Required action
Copy each line of the records below, from the first through the one that contains "pixel 204 11", exactly as written.

Point localization data:

=-=-=-=-=

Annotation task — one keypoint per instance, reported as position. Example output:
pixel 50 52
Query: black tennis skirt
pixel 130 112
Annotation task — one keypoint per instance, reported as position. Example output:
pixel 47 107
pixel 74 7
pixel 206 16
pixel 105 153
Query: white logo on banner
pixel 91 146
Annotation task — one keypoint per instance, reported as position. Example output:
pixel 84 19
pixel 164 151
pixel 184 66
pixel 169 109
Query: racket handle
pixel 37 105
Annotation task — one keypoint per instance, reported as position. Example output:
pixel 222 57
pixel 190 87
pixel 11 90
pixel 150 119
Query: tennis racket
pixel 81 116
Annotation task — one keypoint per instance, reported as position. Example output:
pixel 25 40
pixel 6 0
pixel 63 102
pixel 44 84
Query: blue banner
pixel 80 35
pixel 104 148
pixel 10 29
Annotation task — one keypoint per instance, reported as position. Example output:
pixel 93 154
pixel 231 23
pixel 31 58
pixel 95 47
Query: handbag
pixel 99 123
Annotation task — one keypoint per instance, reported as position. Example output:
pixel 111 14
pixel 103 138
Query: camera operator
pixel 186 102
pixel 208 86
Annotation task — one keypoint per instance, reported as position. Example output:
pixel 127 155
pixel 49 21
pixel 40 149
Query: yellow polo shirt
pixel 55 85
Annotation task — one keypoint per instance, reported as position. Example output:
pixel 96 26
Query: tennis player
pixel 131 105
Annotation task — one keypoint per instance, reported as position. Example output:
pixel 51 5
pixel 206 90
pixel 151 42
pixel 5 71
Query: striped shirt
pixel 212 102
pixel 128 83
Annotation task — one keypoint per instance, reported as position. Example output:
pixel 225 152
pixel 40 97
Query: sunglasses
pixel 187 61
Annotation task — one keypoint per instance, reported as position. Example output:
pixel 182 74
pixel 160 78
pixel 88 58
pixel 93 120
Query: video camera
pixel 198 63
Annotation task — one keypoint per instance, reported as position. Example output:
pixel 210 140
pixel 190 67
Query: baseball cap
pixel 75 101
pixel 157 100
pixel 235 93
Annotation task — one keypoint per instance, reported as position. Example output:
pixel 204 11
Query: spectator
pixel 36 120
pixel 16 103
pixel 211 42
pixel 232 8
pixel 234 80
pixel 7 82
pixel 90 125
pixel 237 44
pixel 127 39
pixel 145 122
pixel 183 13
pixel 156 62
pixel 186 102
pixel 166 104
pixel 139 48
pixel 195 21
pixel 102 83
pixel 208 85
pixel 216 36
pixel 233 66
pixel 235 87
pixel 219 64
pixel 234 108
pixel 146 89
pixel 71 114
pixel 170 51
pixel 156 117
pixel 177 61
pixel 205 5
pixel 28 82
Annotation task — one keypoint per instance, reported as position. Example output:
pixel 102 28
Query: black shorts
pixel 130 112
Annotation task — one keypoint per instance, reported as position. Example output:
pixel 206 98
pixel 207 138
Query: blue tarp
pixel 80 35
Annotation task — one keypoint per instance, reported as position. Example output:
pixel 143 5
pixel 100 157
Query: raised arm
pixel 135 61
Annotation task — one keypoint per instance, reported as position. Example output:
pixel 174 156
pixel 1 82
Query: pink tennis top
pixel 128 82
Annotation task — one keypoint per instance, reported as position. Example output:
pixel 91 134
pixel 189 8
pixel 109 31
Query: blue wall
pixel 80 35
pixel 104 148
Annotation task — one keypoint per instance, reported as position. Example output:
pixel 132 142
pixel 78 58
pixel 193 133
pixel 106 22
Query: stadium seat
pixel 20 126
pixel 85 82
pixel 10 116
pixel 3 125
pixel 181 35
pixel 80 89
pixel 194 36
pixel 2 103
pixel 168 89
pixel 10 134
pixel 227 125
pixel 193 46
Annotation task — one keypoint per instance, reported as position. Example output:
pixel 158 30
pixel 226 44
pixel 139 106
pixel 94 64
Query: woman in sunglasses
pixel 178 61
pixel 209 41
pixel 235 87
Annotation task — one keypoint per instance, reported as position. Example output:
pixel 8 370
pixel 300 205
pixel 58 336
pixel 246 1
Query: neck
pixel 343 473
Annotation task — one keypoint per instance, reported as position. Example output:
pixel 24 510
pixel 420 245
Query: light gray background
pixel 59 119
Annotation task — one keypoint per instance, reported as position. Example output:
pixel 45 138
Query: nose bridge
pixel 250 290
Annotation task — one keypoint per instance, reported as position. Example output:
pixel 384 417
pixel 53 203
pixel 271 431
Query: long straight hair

=-=-=-=-=

The completed task
Annotation task — one keypoint per instance, reported as position. Example output:
pixel 50 52
Query: black tennis skirt
pixel 130 112
Annotation task — one keypoint per instance, reported as position. Example output:
pixel 47 107
pixel 74 7
pixel 206 16
pixel 105 153
Query: white logo on banner
pixel 91 146
Annotation task — one keypoint per instance, reported as position. Example output:
pixel 84 19
pixel 164 151
pixel 184 66
pixel 169 109
Query: racket handle
pixel 37 105
Annotation task — one keypoint per instance, reported as position. Example output:
pixel 222 57
pixel 190 87
pixel 11 90
pixel 150 119
Query: tennis racket
pixel 81 116
Annotation task — one keypoint per instance, reported as position. Example output:
pixel 25 40
pixel 6 0
pixel 63 102
pixel 44 84
Query: blue banner
pixel 80 35
pixel 104 148
pixel 10 29
Annotation task — one keypoint per instance, reported as position. Example output:
pixel 93 154
pixel 231 23
pixel 31 58
pixel 95 47
Query: handbag
pixel 99 123
Annotation task — one keypoint per instance, reported as position. Example output:
pixel 111 14
pixel 103 138
Query: camera operator
pixel 186 102
pixel 208 86
Annotation task — one keypoint per instance, reported as position. Example output:
pixel 127 155
pixel 49 21
pixel 40 149
Query: yellow polo shirt
pixel 55 85
Annotation task — one keypoint per instance, reported as position. Example output:
pixel 96 26
Query: tennis player
pixel 131 105
Annotation task — one keypoint per instance, reported as position. Example output:
pixel 51 5
pixel 206 90
pixel 151 42
pixel 5 71
Query: striped shirt
pixel 212 102
pixel 128 83
Annotation task — one keypoint per instance, reported as position. Example output:
pixel 225 152
pixel 40 97
Query: sunglasses
pixel 187 61
Annotation task — one keypoint per instance, reported as position. Example output:
pixel 182 74
pixel 160 78
pixel 88 58
pixel 93 120
Query: video camera
pixel 198 63
Annotation task — one keypoint per instance, reported as position. Example output:
pixel 210 140
pixel 190 67
Query: baseball cap
pixel 75 101
pixel 157 100
pixel 235 93
Annotation task — one keypoint per instance, reported as position. Example output:
pixel 204 11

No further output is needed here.